→ Consegna A
Elenca tutti gli scopi per cui, secondo il brano sui buchi neri, la prima immagine del buco nero della Via Lattea è un tassello fondamentale.
→ Consegna B
Riproduci fedelmente il passo del brano sui buchi neri che va da "Solo pochi giorni" fino a "di tutto l’universo." compreso.

→ Estratto del testo
==*==

Solo pochi giorni fa la comunità scientifica e l’opinione pubblica sono stati sconvolti dalla rivoluzionaria notizia della prima immagine scattata al buco nero posto al centro della nostra galassia, la Via Lattea. Astronomi e astrofisici hanno appreso la notizia con grande entusiasmo: una simile rappresentazione è un tassello fondamentale per riuscire a confermare alcune teorie, per ipotizzarne di nuove e per carpire nuovi segreti da quello che è il corpo celeste più misterioso e allo stesso tempo affascinante di tutto l’universo.
I buchi nero sono infatti degli oggetti di fatto invisibili in quanto la loro forza di gravità è talmente forte da impedire alla luce stessa di poter fuggire. Per questo la loro osservazione passa attraverso lo studio di radiazioni emesse e di quanto accade intorno al loro disco di accrescimento e prima di superare la linea d’orizzonte.

==*==

→ Dati forniti
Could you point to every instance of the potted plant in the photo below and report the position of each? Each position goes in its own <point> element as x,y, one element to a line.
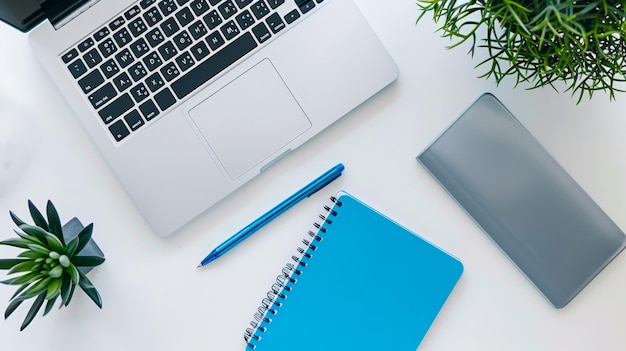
<point>54,260</point>
<point>577,44</point>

==*==

→ Soluzione completa A
- confermare alcune teorie
- ipotizzarne di nuove
- carpire nuovi segreti dal corpo celeste più misterioso e allo stesso tempo affascinante di tutto l'universo

→ Soluzione completa B
Solo pochi giorni fa la comunità scientifica e l’opinione pubblica sono stati sconvolti dalla rivoluzionaria notizia della prima immagine scattata al buco nero posto al centro della nostra galassia, la Via Lattea. Astronomi e astrofisici hanno appreso la notizia con grande entusiasmo: una simile rappresentazione è un tassello fondamentale per riuscire a confermare alcune teorie, per ipotizzarne di nuove e per carpire nuovi segreti da quello che è il corpo celeste più misterioso e allo stesso tempo affascinante di tutto l’universo.